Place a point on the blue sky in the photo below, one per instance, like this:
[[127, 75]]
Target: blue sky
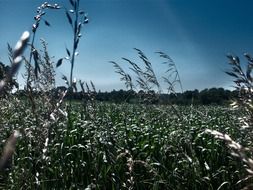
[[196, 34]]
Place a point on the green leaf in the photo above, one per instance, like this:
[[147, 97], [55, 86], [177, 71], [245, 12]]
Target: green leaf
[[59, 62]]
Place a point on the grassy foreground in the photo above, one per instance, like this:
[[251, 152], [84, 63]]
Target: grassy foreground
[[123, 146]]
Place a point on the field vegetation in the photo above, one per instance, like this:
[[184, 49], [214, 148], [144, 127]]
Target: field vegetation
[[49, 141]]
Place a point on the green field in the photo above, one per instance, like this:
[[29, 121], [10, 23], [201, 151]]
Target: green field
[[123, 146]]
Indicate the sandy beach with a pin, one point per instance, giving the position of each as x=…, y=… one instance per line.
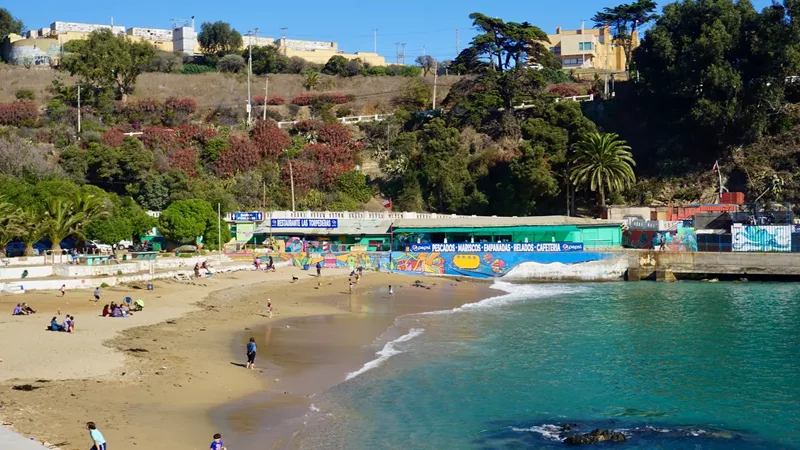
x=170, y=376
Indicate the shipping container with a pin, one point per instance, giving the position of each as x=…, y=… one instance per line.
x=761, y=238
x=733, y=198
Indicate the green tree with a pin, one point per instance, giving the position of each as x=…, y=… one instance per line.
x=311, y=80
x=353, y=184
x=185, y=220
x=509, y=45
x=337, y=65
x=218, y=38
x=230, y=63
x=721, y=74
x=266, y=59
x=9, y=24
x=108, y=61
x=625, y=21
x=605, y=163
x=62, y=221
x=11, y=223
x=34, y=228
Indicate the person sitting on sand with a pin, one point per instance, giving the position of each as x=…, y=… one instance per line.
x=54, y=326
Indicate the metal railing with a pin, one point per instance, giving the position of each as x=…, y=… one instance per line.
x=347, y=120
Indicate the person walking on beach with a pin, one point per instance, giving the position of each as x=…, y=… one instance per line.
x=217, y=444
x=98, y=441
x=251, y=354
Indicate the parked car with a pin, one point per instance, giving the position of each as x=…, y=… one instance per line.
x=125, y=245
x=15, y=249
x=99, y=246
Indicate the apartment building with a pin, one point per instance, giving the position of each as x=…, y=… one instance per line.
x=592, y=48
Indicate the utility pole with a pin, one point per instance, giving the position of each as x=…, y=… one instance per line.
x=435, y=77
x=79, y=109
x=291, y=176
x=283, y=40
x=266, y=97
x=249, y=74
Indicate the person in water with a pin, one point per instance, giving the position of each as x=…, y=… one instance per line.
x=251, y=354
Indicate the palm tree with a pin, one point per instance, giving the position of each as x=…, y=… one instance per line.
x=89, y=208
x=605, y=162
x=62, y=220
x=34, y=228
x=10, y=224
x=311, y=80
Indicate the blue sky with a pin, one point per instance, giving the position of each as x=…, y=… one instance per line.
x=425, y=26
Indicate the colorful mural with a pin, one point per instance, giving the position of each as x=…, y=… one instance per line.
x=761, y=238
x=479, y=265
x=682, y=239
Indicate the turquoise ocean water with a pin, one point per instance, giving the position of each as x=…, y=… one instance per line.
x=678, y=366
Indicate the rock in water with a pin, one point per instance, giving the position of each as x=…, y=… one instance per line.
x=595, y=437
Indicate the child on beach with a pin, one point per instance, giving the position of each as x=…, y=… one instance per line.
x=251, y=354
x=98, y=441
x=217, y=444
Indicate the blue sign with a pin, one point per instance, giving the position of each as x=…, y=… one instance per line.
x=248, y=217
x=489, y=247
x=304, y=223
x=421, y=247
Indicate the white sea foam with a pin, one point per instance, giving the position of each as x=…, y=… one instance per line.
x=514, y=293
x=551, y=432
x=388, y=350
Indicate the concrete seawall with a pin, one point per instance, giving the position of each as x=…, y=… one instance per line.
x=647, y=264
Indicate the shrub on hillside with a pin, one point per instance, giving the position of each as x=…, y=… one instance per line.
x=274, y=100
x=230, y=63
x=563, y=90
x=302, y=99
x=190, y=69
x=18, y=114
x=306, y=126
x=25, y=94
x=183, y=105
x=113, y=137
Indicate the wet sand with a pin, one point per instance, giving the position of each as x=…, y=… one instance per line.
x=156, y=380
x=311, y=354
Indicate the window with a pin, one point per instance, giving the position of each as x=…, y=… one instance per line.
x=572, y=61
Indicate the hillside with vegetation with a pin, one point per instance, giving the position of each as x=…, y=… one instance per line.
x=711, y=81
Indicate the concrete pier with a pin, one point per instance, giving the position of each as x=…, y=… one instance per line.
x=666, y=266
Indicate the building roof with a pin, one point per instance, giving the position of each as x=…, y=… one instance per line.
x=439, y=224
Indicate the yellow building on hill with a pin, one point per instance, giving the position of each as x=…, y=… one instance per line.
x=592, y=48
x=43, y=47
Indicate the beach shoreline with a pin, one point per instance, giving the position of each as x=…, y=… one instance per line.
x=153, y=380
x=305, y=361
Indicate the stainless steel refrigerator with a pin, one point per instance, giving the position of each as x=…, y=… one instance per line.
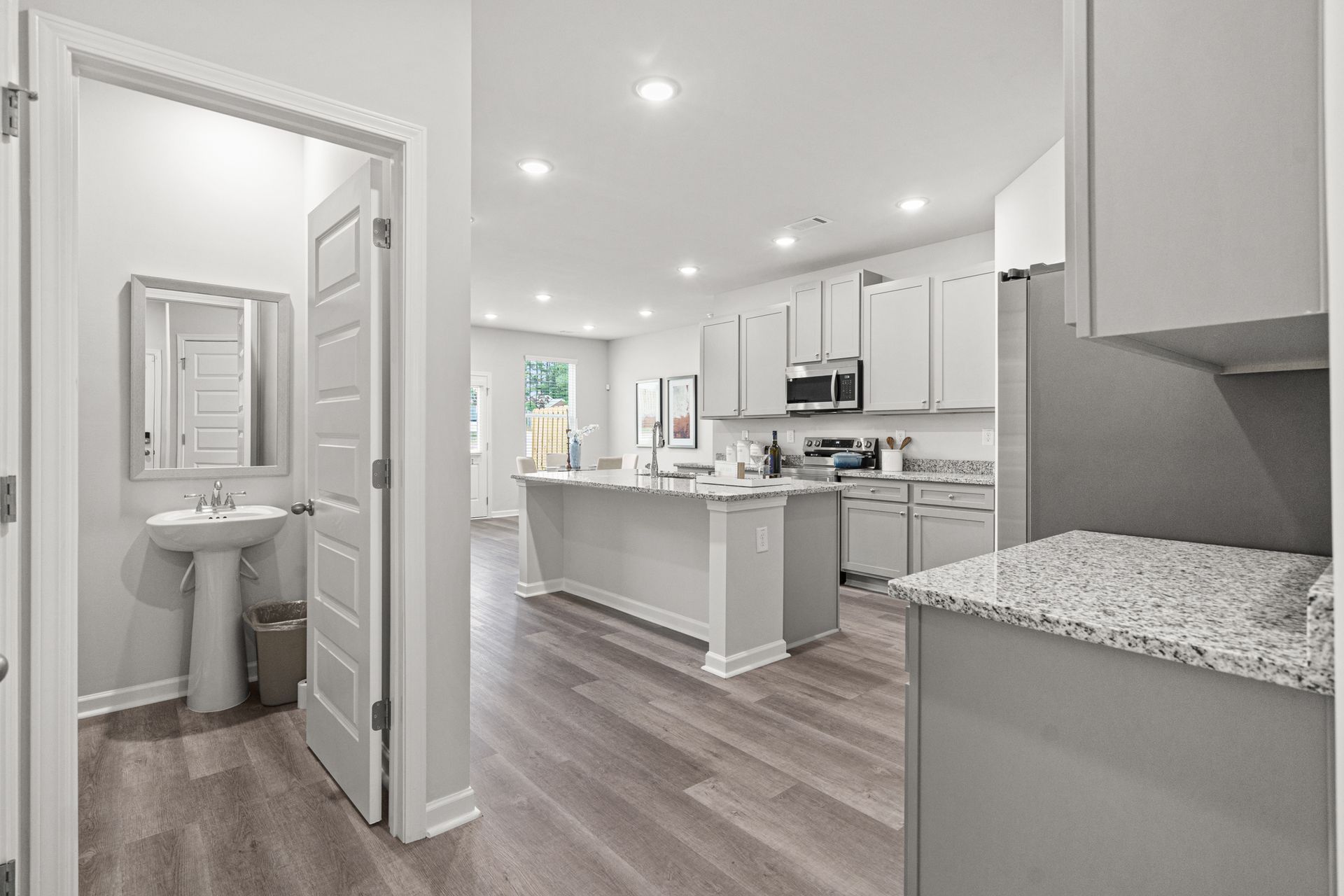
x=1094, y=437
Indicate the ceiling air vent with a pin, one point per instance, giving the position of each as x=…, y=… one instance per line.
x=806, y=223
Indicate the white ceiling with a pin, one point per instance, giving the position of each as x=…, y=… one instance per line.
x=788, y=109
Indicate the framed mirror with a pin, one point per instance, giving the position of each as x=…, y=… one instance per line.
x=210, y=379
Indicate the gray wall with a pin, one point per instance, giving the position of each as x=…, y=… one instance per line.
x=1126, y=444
* * *
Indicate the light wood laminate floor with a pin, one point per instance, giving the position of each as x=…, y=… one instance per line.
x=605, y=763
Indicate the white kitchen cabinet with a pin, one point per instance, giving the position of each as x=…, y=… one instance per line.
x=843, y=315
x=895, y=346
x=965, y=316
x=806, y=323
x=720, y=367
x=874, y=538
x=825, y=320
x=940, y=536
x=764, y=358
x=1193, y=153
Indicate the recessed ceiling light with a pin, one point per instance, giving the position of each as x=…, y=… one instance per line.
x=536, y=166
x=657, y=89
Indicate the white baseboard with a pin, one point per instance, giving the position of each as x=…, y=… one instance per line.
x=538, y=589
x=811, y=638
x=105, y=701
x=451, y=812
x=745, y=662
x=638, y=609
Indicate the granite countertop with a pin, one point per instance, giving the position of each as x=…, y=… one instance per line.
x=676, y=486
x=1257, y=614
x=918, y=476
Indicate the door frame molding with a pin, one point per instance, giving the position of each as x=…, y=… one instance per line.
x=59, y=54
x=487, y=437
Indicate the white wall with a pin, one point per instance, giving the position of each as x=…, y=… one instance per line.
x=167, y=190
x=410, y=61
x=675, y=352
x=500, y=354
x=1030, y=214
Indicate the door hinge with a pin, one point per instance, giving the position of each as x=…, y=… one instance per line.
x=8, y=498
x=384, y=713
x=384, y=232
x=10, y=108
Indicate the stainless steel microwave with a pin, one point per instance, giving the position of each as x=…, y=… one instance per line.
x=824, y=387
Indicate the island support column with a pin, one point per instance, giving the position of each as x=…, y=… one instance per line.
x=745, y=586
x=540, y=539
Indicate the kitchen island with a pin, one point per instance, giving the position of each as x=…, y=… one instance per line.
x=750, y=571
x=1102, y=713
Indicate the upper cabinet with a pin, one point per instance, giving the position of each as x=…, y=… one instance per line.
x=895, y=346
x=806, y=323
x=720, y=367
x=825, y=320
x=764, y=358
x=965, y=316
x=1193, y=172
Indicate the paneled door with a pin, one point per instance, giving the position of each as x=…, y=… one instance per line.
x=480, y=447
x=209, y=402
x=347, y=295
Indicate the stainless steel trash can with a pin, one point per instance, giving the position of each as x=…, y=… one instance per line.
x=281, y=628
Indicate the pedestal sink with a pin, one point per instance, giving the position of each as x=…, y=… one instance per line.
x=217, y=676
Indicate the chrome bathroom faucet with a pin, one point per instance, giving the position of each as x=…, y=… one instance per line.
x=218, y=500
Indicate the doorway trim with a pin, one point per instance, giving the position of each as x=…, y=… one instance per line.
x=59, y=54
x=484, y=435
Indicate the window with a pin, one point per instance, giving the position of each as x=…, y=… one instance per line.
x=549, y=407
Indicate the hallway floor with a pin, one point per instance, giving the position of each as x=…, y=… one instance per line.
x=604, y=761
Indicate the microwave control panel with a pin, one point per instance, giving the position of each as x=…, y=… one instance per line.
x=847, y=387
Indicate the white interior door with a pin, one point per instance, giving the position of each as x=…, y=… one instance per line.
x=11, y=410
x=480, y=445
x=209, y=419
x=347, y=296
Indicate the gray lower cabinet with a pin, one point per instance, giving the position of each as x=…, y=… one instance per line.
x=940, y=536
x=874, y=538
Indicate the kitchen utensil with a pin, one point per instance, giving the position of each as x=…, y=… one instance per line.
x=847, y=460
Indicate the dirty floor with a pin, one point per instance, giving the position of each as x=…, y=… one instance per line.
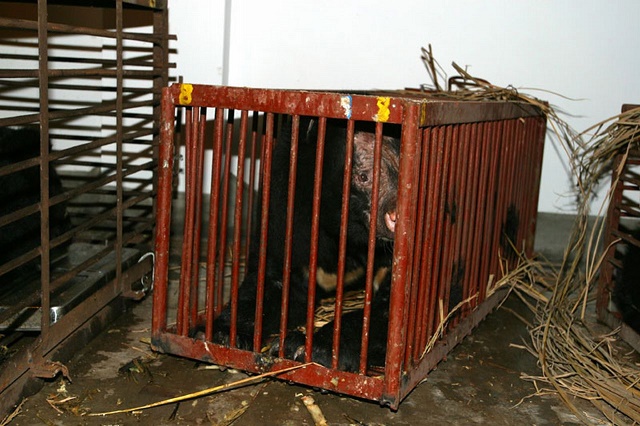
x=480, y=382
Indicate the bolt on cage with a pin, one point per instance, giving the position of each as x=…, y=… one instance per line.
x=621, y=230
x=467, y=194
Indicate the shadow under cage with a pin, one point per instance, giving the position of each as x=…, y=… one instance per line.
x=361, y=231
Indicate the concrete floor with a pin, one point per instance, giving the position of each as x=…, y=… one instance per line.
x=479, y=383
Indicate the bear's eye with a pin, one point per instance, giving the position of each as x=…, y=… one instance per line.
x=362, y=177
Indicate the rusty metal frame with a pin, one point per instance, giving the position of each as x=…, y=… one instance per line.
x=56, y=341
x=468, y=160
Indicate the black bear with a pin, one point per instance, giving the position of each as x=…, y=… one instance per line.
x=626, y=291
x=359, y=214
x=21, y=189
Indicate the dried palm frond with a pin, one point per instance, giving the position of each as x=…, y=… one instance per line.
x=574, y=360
...
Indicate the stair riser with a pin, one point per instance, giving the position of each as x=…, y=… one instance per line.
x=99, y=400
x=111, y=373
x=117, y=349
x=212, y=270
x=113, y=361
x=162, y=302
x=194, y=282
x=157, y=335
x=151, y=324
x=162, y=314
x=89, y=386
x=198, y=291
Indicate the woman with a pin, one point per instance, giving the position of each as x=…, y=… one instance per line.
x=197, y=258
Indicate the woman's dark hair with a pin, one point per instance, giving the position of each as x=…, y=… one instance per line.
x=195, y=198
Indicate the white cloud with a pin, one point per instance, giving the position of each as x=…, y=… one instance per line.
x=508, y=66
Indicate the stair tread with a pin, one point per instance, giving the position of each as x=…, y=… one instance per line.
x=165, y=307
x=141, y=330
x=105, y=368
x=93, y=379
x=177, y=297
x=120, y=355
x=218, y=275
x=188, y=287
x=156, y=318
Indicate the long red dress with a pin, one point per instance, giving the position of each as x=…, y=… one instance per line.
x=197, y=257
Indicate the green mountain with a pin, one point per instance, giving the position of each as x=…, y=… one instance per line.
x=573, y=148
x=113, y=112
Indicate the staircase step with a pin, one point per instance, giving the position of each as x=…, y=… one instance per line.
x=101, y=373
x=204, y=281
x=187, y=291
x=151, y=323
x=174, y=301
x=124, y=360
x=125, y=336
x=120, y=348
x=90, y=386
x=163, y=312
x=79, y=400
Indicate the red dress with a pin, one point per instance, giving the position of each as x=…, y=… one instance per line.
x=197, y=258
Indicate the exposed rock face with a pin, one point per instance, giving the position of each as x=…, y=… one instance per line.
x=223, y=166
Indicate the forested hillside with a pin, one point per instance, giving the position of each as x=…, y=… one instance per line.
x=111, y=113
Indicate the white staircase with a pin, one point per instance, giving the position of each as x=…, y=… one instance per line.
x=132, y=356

■ **Try it**
Whenever a line above has the word "photo" in it, copy that line.

■ **Task solution**
Place a point on the blue sky in the photo below, one per instance, like this:
Place a point on the green leaf in the photo above, one per instance, like this:
Place a point on the grassy foreground in the photo above, one per instance, like this:
Place a point on the field vegetation in the photo above, one per instance, like this:
Place a point on the green field in the photo above, one per instance, like this:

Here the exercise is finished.